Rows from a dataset
----

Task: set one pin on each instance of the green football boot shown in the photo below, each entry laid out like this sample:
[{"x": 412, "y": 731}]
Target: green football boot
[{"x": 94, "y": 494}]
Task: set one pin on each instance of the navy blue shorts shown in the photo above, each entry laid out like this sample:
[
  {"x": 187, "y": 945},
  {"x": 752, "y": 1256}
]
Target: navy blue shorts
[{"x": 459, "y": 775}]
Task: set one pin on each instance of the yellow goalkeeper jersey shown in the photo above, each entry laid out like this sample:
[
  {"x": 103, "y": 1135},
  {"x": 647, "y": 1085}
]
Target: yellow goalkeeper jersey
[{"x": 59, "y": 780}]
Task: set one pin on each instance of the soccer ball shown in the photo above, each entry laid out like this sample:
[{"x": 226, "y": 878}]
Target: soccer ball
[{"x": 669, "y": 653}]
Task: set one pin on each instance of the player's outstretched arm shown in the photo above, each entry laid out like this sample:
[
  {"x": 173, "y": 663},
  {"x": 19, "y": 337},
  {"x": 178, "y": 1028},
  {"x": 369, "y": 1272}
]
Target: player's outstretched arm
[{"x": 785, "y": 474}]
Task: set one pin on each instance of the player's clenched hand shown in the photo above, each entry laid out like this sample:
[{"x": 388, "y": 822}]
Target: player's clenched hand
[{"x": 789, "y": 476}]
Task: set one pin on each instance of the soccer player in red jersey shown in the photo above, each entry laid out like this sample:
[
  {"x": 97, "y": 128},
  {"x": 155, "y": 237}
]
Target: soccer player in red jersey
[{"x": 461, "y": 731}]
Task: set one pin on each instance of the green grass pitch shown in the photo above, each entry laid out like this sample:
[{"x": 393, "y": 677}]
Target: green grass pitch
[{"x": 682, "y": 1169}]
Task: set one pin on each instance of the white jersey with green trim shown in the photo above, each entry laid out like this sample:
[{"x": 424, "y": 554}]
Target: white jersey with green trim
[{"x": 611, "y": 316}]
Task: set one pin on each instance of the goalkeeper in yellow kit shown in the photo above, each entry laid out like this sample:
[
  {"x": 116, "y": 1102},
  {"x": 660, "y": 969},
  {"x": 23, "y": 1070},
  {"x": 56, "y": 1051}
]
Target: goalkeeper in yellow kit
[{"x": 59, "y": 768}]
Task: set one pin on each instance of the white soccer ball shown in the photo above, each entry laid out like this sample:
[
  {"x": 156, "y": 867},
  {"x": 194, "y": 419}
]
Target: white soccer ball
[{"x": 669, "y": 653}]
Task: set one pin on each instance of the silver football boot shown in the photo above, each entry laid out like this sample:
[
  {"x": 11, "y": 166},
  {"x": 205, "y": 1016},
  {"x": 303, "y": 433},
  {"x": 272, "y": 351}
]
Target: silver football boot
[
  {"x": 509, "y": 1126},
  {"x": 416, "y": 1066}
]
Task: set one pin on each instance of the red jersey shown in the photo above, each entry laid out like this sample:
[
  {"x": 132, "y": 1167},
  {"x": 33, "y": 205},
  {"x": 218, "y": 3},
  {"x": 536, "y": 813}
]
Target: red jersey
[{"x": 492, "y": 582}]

----

* [Direction]
Write out again every line, starting at the line containing "Task: set one pin on each instance of the white jersey" and ending at the last line of the entries, with 96 added to each x and y coordinate in the answers. Leave all other lines unchanged.

* [Solved problem]
Task: set one pin on each instance of the white jersey with green trim shown in the photo above, each entry laid out like this sample:
[{"x": 424, "y": 554}]
Target: white jersey with green trim
[{"x": 707, "y": 412}]
Task: set one pin on each instance of the goalkeeper in yellow kit shown in the photo above, each entry laid out like this sample:
[
  {"x": 116, "y": 1102},
  {"x": 660, "y": 969},
  {"x": 23, "y": 1070},
  {"x": 56, "y": 1051}
]
Target: goalkeeper in yellow kit
[{"x": 155, "y": 864}]
Task: set one pin on each instance of the white soccer ball shown in the photo above, each entry laid out like this sample:
[
  {"x": 156, "y": 867},
  {"x": 194, "y": 419}
]
Target: white soccer ball
[{"x": 765, "y": 749}]
Task: set one pin on each instance of the silver football boot shown in the photo above, each entry laid out like this sample:
[
  {"x": 11, "y": 166},
  {"x": 205, "y": 1016},
  {"x": 303, "y": 433},
  {"x": 272, "y": 351}
]
Target: silver football boot
[
  {"x": 605, "y": 1222},
  {"x": 512, "y": 1162}
]
Task: set one pin on each instance of the red jersey shown in the photo above, each entry laid out like this sample:
[
  {"x": 132, "y": 1167},
  {"x": 33, "y": 205},
  {"x": 218, "y": 3},
  {"x": 536, "y": 813}
]
Target: red jersey
[{"x": 588, "y": 678}]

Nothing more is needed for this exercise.